PROBLEMS TO WORK ON
1 - Reproduce word for word the part of the science news roundup that opens with the words containing "The pick of" and closes with "information from maps.".
2 - Answer these questions from the science news roundup, marking each answer to match:
(a) How many miles have Google's self-driving cars logged?
(b) According to the World Health Organization, how many lives are lost every year in road crashes?
(c) Between which centuries did the Black Death have its reign of terror?
3 - Please carry on the science news roundup from where it stops.

TEXT PROVIDED
________________

The pick of the news in science, by CLAIRE O'CONNELL
Car to cut road deaths by half
Google has developed an automatic car that drives itself, making use of video cameras, radar sensors and a laser range finder to “see” and accessing information from maps.
Google software engineer Sebastian Thrun described how such vehicles have already been out and about on California roads – albeit with trained drivers on board to take the wheel should it be needed.
“All in all, our self-driving cars have logged more than 140,000 miles. We think this is a first in robotics research,” he wrote in a blog this week.
“According to the World Health Organization, more than 1.2 million lives are lost every year in road crashes. We believe our technology has the potential to cut that number, perhaps by as much as half.”
Plague cause is identified
The Black Death had its reign of terror between the 14th and 18th centuries, killing tens of millions across Europe.

________________

SUPPLIED RECORDS
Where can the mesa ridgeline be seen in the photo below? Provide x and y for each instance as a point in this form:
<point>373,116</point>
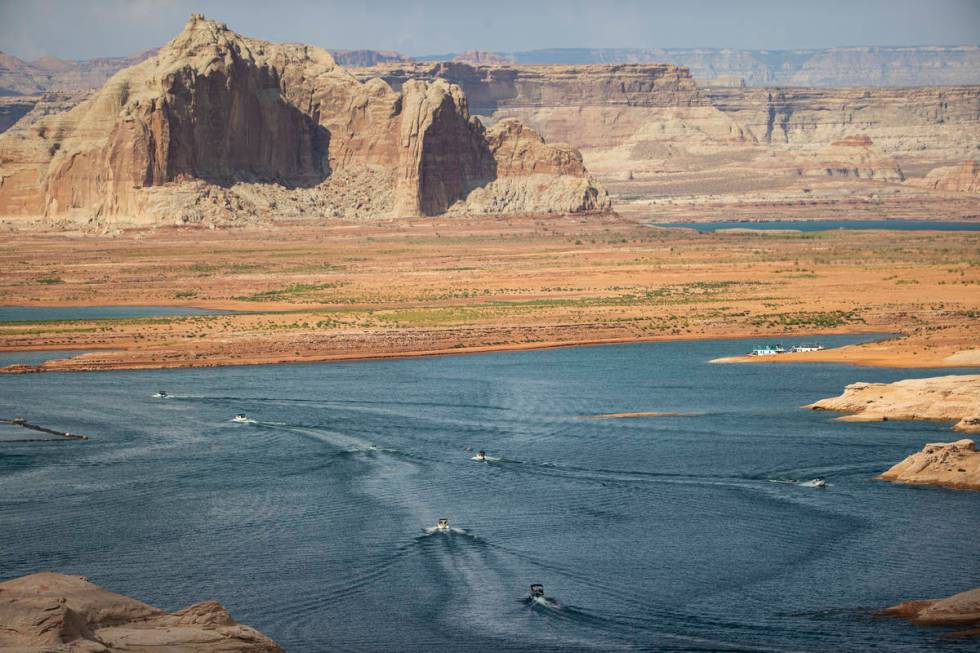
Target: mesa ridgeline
<point>219,127</point>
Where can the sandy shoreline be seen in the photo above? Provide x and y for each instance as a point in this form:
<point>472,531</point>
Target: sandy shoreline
<point>67,364</point>
<point>335,292</point>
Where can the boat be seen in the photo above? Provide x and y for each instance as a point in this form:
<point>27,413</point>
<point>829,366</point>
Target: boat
<point>767,350</point>
<point>799,349</point>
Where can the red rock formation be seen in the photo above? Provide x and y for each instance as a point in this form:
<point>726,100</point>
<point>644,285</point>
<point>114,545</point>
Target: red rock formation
<point>216,107</point>
<point>55,612</point>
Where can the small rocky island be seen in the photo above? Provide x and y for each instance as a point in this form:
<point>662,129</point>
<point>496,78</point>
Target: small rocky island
<point>954,464</point>
<point>53,612</point>
<point>953,397</point>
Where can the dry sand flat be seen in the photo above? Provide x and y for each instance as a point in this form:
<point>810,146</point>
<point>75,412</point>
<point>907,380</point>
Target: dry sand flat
<point>337,290</point>
<point>57,613</point>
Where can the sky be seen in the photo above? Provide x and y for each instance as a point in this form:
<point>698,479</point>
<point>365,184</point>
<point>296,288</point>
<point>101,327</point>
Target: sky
<point>83,29</point>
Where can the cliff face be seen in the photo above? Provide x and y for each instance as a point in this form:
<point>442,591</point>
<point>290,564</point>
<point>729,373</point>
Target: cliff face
<point>55,612</point>
<point>933,123</point>
<point>493,87</point>
<point>853,66</point>
<point>19,77</point>
<point>228,112</point>
<point>962,178</point>
<point>651,121</point>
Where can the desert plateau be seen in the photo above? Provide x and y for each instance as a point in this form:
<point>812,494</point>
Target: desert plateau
<point>559,326</point>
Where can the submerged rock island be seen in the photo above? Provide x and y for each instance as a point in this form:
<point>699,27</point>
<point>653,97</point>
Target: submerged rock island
<point>54,612</point>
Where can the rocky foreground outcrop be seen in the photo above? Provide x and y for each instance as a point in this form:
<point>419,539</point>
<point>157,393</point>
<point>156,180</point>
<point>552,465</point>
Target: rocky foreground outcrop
<point>219,126</point>
<point>961,609</point>
<point>954,397</point>
<point>51,612</point>
<point>954,464</point>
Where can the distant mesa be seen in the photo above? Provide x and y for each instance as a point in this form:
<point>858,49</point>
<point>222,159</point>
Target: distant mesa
<point>482,58</point>
<point>54,612</point>
<point>361,58</point>
<point>162,141</point>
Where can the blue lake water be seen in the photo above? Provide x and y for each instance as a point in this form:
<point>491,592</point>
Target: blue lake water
<point>827,225</point>
<point>53,313</point>
<point>658,533</point>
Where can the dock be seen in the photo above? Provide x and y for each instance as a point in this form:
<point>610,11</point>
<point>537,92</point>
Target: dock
<point>23,423</point>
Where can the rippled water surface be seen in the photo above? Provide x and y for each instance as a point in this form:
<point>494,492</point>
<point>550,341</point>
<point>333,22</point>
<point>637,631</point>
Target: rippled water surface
<point>650,533</point>
<point>826,225</point>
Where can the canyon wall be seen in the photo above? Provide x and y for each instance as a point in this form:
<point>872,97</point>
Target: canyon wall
<point>218,124</point>
<point>651,119</point>
<point>846,66</point>
<point>933,124</point>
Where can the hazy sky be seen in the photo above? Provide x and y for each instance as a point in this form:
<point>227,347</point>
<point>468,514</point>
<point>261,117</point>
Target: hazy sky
<point>80,29</point>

________________

WRITTEN ANSWERS
1 -
The pick of the news in science, by CLAIRE O'CONNELL
Car to cut road deaths by half
Google has developed an automatic car that drives itself, making use of video cameras, radar sensors and a laser range finder to “see” and accessing information from maps.

2 -
(a) More than 140,000 miles.
(b) More than 1.2 million.
(c) Between the 14th and 18th centuries.

3 -
Now scientists believe they have confirmed that the root of the misery lay with a bacterium called Yersinia pestis, because they found DNA and protein signatures of the bug in human skeletons from Black Death-associated mass graves in northern, central and southern Europe.
"We confirm that Y. pestiscaused the Black Death and later epidemics on the entire European continent over the course of four centuries," write the authors in the journal PLoS Pathogens. "These findings suggest that plague was imported to Europe on two or more occasions, each following a distinct route," they add.